▶ TEKS YANG DITAMPILKAN:
DALAM menggambarkan tipikal kiai terkait fungsinya sebagai pembawa lentera, simbolisasi “kiai ceret” memang cocok diperuntukkan bagi kiai yang aktif mengucurkan ilmunya di pelbagai bidang dalam kehidupan. Ibarat ceret, bukanlah gelas atau cingkir yang mengunduh air kandungannya, tapi ceretlah yang aktif mengucurkan air kedalam gelas yang siap dituangi apa saja. Hal yang mungkin perlu dipahami, keaktifan kiai ceret dalam menawarkan ‘air’ itu tak hanya melulu dalam olah vokal dengan kemampuan retorika yang mencengangkan. Namun kiai yang memiliki kemampuan olah tulis pun bisa distigmakan sebagai kiai ceret jika proses transformasi itu sendiri berangkat dari keaktifan sang kiai. Sehingga menurut saya, simbolisasi kiai ceret dalam beberapa tulisan terakhir, yang hanya diperuntukkan bagi kiai yang mengucurkan ayat-ayat Tuhan melalui lisannya tampaknya perlu dikaji ulang.
Berbeda dengan kiai ceret, ada satu jenis kiai yang mungkin lebih ‘ampuh’. Sebut saja “kiai gentong”. Ia adalah tipe kiai yang mungkin tak dikenal oleh siapapun, tak memiliki kefasihan lisan sebagaimana kiai ceret, tak pernah tampil di depan media, tak bisa memberikan mauidloh hasanah, dan lain sebagainya. Namun sesungguhnya, kiai gentong memiliki keistimewaan yang sungguh luar biasa. Gentong dengan ketenangan dan kebeningan airnya tak perlu repot mengucurkan air ke semua wilayah dalam kehidupan. Justru cingkir yang datang padanya untuk nyiduk kebeningan airnya. Gelaslah yang hadir untuk mengeruk dan menimba kedalaman isinya. Kalau mau diperpanjang, simbolisasi kiai mungkin tak cukup jika hanya beredar pada kiai ceret maupun kiai gentong, bahkan mungkin ada juga kiai cingkir, kiai sumur, kiai mangkuk, dan lain sebagainya.
Tulisan Ahmad Khotib (AK) berumbul Kiai Kampung Saya Bukan Kiai Ceret yang dimuat dalam Jawa Pos (11/05/08), yang menanggapi tulisan Fahruddin Nasrulloh (Catatan Suram Kiai Ceret, 27/04/08), dan mungkin juga tulisan saya sebelumnya (Secercah Sinar dari Lirboyo, 20/04/08), lebih menunjukkan betapa AK sangat tak rela jika kiai dibatasi wilayah geraknya hanya berkutat pada wilayah kultural semata. Berdalih keragaman (pluralitas), adalah kebijaksanaan jika membiarkan kiai memilih jalan hidupnya sendiri. Karena sebagai manusia, kiai tak ubahnya manusia lain yang memiliki hak sama merambah pelbagai bidang dalam kehidupan. Bahkan menurutnya, kiai yang melenggang ke wilayah politik memiliki jejaring dakwah yang semakin luas, dan tentu saja akan menambah suplemen bagi diri mereka sendiri.

▶ TUGAS LATIHAN:
(a) Ubahlah "gelas" menjadi "cangkir" pada bagian tulisan tentang kiai ceret dan kiai gentong, mulai dari "DALAM menggambarkan tipikal" sampai dengan "perlu dikaji ulang.", lalu tuliskan kembali bagian tersebut.
(b) Jawablah pertanyaan berikut berdasarkan tulisan tentang kiai ceret dan kiai gentong.
(i) Sebutan apa yang diberikan bagi jenis kiai yang disebut mungkin lebih 'ampuh' daripada kiai ceret?
(ii) Di surat kabar apa tulisan Ahmad Khotib dimuat?
(iii) Selain kiai ceret dan kiai gentong, simbolisasi kiai apa saja yang disebutkan?
(c) Sambunglah tulisan tentang kiai ceret dan kiai gentong, dimulai setelah kalimat terakhir yang ditampilkan.

▶ DATA YANG DIBERIKAN:
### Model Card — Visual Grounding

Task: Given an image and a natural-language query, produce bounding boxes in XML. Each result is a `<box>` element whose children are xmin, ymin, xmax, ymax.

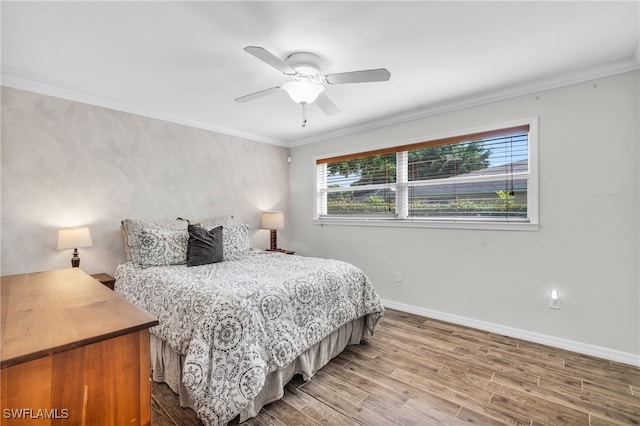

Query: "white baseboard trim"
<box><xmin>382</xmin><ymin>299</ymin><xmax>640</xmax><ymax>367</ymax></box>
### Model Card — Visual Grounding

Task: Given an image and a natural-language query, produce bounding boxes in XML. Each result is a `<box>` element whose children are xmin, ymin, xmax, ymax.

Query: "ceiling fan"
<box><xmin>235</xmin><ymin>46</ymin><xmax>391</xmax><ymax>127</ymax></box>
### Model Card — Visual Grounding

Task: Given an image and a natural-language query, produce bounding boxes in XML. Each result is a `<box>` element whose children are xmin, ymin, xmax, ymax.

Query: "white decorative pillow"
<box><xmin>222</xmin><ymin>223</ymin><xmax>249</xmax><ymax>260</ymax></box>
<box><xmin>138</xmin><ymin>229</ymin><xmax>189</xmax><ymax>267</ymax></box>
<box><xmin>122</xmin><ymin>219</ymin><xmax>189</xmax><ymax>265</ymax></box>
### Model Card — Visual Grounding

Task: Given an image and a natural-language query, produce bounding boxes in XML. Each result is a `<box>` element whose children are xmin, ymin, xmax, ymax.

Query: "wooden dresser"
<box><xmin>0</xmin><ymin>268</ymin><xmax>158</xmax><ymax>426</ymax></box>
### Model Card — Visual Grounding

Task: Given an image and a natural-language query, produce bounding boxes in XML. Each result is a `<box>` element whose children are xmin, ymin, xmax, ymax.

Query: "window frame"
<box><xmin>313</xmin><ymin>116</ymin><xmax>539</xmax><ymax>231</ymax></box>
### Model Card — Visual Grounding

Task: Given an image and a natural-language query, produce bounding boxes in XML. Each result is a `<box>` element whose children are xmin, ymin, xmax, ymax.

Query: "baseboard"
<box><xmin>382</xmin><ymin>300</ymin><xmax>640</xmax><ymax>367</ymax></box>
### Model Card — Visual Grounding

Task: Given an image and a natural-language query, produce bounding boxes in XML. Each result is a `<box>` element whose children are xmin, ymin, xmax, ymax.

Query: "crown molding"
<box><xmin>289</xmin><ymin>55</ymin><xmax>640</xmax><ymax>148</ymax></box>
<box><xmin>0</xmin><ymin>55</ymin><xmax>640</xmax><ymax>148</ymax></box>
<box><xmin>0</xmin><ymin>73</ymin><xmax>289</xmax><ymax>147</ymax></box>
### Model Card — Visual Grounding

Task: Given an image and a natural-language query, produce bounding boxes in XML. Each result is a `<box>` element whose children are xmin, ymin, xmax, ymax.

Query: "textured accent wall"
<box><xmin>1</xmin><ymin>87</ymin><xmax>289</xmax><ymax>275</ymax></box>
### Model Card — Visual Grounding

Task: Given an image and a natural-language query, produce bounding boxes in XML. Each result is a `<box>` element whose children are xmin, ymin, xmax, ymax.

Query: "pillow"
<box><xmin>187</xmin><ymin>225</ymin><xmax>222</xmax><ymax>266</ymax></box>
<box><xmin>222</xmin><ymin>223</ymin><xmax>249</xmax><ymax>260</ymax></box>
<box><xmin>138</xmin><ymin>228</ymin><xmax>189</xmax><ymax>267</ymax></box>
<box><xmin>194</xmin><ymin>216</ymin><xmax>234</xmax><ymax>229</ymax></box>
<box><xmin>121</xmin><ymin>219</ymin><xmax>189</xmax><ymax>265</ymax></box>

▶ JAWABAN SOAL:
(a)
DALAM menggambarkan tipikal kiai terkait fungsinya sebagai pembawa lentera, simbolisasi “kiai ceret” memang cocok diperuntukkan bagi kiai yang aktif mengucurkan ilmunya di pelbagai bidang dalam kehidupan. Ibarat ceret, bukanlah cangkir atau cingkir yang mengunduh air kandungannya, tapi ceretlah yang aktif mengucurkan air kedalam cangkir yang siap dituangi apa saja. Hal yang mungkin perlu dipahami, keaktifan kiai ceret dalam menawarkan ‘air’ itu tak hanya melulu dalam olah vokal dengan kemampuan retorika yang mencengangkan. Namun kiai yang memiliki kemampuan olah tulis pun bisa distigmakan sebagai kiai ceret jika proses transformasi itu sendiri berangkat dari keaktifan sang kiai. Sehingga menurut saya, simbolisasi kiai ceret dalam beberapa tulisan terakhir, yang hanya diperuntukkan bagi kiai yang mengucurkan ayat-ayat Tuhan melalui lisannya tampaknya perlu dikaji ulang.

(b)
(i) Kiai gentong.
(ii) Jawa Pos (11/05/08).
(iii) Kiai cingkir, kiai sumur, dan kiai mangkuk.

(c)
Hal tersebut mengingatkan saya pada KH. Musthofa Bisri Rembang. Beberapa tahun silam, Gus Mus – demikian beliau akrab dipanggil – pernah menulis sebuah essay singkat berjudul Kiai Yang Malang. Tulisan yang terangkum dalam buku berlabel Pesan Islam Sehari-hari, Ritus Dzikir dan Gempita Umat (Risalah Gusti:1999) itu lebih mengeluh-kesahkan nasib kiai sebagai warga negara yang bernasib sangat malang di negeri ini. Bagaimana tidak? Sebagai manusia biasa, kiai tak bisa leluasa menggunakan hak asasinya. Ia harus rela menjalani kehidupan dengan mengikuti standar yang diberikan oleh orang lain. Ada kiai baca puisi, orang bilang, ”Kiai kok baca puisi!”. Ada kiai jajan di warung, orang bilang, ”Kiai kok nongkrong di warung!”. Ada kiai berpolitik, orang bilang, “Kiai kok berpolitik!”.
Singkatnya, menjadi kiai menurut Gus Mus harus siap untuk “diatur” dan tentu saja madlum (loro kabeh). Barangkali tak masalah, jika standar yang diberikan orang lain itu sesuai dengan esensi substansial kiai. Namun jika standar itu hanya berdasar pada wilayah kulit, ragam busana, dan standar yang bersifat artifisial maupun superfisial, kiai harus siap diolok-olok dan dilecehkan jika tak bersedia mengikuti standar yang diberikan oleh khalayak.
Pada titik ini, tak ada yang salah dengan tulisan AK. Bahkan keseriusannya menghadirkan sejumlah fakta tentang “kiai lokal” yang juga berpolitik praktis, namun mampu melahirkan sejumlah karya tulis yang berkualitas patut diapresiasi secara arif. Namun permasalahannya, apakah data yang dipaparkan AK tersebut bisa dijadikan cermin yang memantulkan keberadaan kiai yang bertebaran di penjuru negeri ini. Tidakkah AK terjebak pada kegenitan generalisasi sebagaimana yang ia tudingkan, bahwa fakta tersebut hanya berlaku di daerah tertentu dan tak berlaku secara menyeluruh di daerah-daerah lain?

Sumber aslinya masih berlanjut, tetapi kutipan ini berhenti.